§ TASK INSTRUCTIONS:
From the line with "gate and give me the boxes" to the last line of the data below, repeat every line exactly and add nothing.
===== SUPPLIED ENTRIES =====
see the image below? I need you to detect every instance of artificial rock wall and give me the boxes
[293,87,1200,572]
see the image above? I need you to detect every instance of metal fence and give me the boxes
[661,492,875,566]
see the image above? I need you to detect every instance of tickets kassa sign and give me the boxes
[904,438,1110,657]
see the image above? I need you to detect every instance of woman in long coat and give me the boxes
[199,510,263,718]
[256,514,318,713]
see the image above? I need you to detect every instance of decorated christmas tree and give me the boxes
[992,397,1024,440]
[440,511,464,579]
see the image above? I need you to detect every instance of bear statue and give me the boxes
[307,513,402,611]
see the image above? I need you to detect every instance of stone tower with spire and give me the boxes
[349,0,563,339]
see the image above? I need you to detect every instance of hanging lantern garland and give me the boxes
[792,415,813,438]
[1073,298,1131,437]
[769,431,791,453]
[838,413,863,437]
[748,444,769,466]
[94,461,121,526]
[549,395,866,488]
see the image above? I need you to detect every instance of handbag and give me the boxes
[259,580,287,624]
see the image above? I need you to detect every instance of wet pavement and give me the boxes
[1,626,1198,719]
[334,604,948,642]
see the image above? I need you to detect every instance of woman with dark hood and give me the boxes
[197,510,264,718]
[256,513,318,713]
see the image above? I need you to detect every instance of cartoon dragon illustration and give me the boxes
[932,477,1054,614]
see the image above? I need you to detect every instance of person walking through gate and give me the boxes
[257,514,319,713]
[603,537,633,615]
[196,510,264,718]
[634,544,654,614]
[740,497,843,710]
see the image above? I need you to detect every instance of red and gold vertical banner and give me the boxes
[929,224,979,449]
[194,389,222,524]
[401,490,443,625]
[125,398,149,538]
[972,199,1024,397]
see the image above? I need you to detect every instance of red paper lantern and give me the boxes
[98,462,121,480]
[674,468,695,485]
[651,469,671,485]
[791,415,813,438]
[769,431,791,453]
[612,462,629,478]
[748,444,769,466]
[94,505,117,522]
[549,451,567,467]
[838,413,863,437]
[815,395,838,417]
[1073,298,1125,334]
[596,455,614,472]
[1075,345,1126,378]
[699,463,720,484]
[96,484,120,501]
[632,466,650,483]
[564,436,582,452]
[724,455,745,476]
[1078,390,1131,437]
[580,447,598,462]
=====
§ FINAL ANSWER:
see the image above? I need you to detect every instance of person walking through gate and give me the boxes
[257,514,319,713]
[603,537,633,615]
[196,510,264,718]
[634,544,654,614]
[740,497,843,710]
see the image above? I need you to detect every instance of red and gold vertical banner and give me the boxes
[929,224,979,449]
[194,389,222,524]
[401,490,443,625]
[125,398,149,538]
[972,199,1024,397]
see the image above? I need you to detect every instance of red paper lantern and give me the boxes
[98,462,121,480]
[674,468,695,485]
[651,469,671,485]
[791,415,813,438]
[769,431,791,453]
[612,462,629,478]
[748,444,769,466]
[94,505,117,522]
[549,451,567,467]
[838,413,863,437]
[815,395,838,417]
[1073,298,1125,334]
[596,455,614,472]
[1075,345,1126,378]
[699,463,720,484]
[96,484,120,501]
[632,466,650,483]
[564,436,582,452]
[724,455,745,476]
[1078,390,1131,437]
[580,447,598,462]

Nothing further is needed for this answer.